:: Data for this task ::
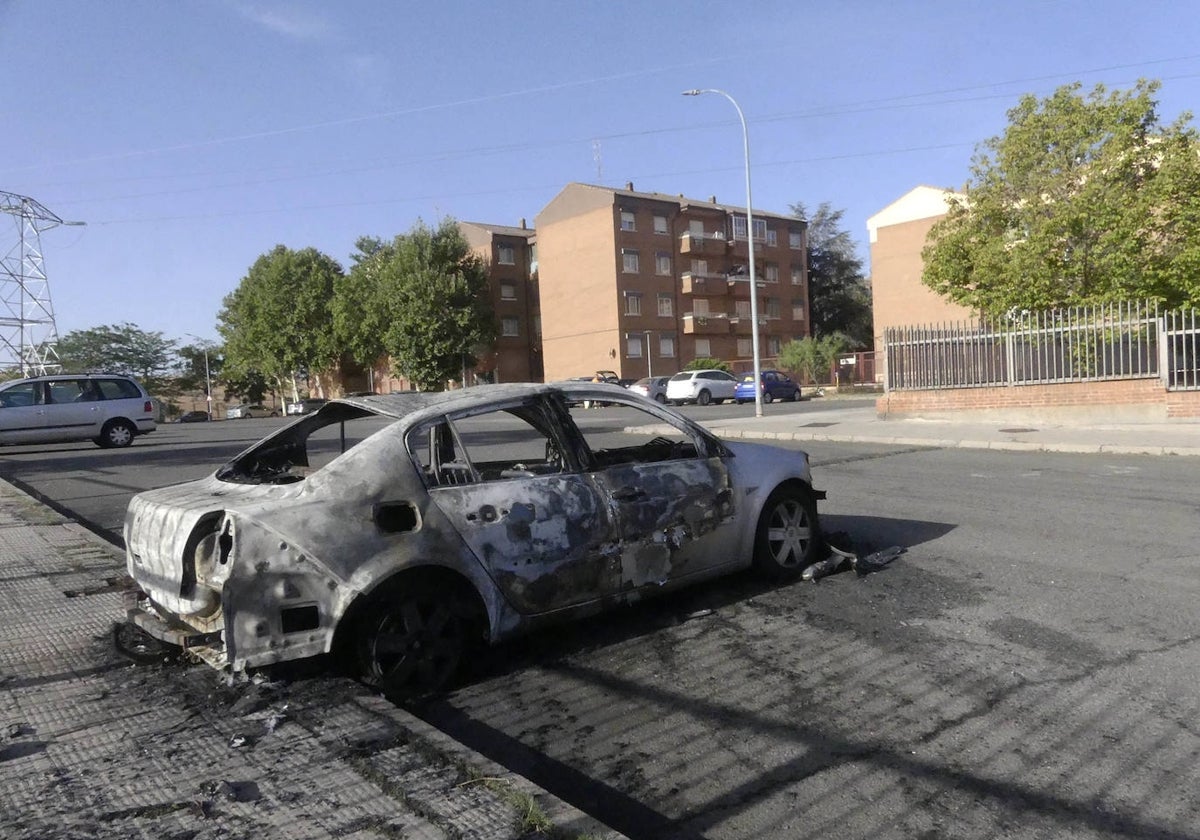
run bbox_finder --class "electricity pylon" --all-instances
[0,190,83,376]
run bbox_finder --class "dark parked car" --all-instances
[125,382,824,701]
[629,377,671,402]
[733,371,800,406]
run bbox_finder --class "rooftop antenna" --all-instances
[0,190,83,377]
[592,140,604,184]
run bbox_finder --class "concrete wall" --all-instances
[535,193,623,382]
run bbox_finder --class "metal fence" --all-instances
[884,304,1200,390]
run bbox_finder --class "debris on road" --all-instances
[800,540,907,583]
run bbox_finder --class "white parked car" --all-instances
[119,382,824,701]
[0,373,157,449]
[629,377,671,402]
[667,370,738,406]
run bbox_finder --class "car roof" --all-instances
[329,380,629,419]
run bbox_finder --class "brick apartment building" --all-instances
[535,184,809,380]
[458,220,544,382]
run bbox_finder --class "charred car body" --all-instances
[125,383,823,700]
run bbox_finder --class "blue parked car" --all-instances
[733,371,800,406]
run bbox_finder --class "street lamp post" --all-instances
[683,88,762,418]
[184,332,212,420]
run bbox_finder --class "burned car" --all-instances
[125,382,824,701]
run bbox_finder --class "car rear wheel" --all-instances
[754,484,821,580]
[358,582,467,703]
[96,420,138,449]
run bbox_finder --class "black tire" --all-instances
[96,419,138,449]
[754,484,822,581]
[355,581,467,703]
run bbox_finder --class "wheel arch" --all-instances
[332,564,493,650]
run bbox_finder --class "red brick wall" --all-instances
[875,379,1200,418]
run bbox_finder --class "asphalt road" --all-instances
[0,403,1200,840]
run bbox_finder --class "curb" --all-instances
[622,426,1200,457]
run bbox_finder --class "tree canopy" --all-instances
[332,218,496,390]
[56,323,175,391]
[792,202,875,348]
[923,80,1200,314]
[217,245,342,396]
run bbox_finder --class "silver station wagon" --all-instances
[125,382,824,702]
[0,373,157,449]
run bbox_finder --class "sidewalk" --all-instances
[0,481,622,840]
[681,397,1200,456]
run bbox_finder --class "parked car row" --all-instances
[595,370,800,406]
:::
**Goal**.
Write out the entries above word for word, leaving out the pictures.

**Answer**.
run bbox_finder --class "electricity pylon" --all-instances
[0,190,83,376]
run bbox_finder --class "dark parked car" --all-instances
[125,382,824,701]
[629,377,671,402]
[733,371,800,406]
run bbox_finder --class "rooftop antenna" --all-instances
[0,190,83,377]
[592,140,604,184]
run bbox_finder --class "concrete wall" --all-instances
[535,193,623,382]
run bbox_finder --class "metal fence" --all-instances
[884,304,1200,390]
run bbox_finder --class "debris on road" --all-instances
[800,540,907,583]
run bbox_finder --class "white parked car" --all-instances
[119,382,824,701]
[0,373,157,449]
[629,377,671,402]
[667,370,738,406]
run bbox_finder --class "car roof" --all-instances
[329,380,629,419]
run bbox_finder --class "brick apartment building" --all-instances
[535,184,809,380]
[458,220,544,382]
run bbox_finder --class "charred car body" --all-instances
[125,383,823,700]
run bbox_finder --class "blue parked car" --all-instances
[733,371,800,406]
run bbox_finder --class "street lamp post" --all-instances
[683,88,762,418]
[184,332,212,420]
run bbox_finder --class "burned car" --all-instances
[125,382,824,701]
run bbox_finder --class "car rear wheel" --all-instances
[754,484,821,580]
[358,582,467,703]
[96,420,138,449]
run bbox_finder --class "black tire" --all-instances
[96,419,138,449]
[754,484,822,581]
[355,581,467,703]
run bbox_finder --class "wheel arch" --all-instances
[332,564,493,650]
run bbox_finder --class "red brick wall" --all-instances
[875,379,1200,418]
run bbox_finder --class "asphalt road" --all-instances
[0,403,1200,840]
run bbox_finder --class "curb" --all-instances
[622,426,1200,457]
run bbox_finder --class "tree canopy" --all-instances
[332,218,496,390]
[56,323,175,391]
[792,202,875,348]
[923,80,1200,314]
[217,245,342,396]
run bbox_finder --class "silver station wagon" --all-instances
[125,382,824,702]
[0,373,157,449]
run bbox_finder --class "sidewalk" --all-instances
[0,481,622,840]
[681,397,1200,456]
run bbox_finder --class "parked car row" --all-instances
[595,370,800,406]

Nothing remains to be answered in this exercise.